EXERCISE AIM
Please show every line in the entries below that includes the word "bridge".

PROVIDED DATA

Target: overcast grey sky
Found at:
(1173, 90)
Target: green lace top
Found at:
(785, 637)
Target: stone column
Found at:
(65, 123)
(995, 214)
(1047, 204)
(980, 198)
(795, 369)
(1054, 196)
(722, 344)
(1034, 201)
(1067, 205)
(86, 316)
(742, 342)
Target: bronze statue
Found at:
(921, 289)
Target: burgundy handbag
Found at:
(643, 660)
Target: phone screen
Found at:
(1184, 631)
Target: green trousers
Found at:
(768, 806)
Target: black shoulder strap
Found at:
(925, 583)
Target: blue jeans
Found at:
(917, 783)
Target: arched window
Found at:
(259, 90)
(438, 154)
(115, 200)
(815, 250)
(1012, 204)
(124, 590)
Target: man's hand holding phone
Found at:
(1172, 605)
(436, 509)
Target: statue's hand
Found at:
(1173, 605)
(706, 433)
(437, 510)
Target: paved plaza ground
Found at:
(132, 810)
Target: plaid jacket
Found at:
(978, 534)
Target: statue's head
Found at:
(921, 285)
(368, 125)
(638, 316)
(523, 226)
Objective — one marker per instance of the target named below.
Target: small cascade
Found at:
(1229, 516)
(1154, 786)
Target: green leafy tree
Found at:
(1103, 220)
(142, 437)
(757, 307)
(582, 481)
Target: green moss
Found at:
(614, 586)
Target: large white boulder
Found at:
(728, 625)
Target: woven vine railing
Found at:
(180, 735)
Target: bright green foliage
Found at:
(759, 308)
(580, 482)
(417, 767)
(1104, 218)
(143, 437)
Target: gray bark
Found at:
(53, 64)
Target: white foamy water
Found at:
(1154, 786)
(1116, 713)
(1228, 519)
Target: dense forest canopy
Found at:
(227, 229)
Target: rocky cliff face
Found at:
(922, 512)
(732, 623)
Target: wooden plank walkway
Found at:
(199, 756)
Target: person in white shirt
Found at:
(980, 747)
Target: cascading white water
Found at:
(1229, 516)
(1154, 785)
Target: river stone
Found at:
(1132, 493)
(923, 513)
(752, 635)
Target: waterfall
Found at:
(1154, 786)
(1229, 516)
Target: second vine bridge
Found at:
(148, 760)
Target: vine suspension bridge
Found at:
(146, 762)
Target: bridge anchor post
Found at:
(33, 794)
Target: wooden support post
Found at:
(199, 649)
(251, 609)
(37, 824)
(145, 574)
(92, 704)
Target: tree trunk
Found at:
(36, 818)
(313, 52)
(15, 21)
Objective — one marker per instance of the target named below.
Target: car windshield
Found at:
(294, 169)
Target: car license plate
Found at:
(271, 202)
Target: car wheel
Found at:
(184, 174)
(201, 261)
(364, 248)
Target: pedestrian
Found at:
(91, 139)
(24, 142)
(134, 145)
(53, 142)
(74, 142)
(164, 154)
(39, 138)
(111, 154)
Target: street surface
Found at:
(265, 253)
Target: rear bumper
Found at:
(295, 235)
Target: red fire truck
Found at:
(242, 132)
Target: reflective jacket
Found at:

EXERCISE SOLUTION
Target: second vine bridge
Target: vine suspension bridge
Target: bridge anchor post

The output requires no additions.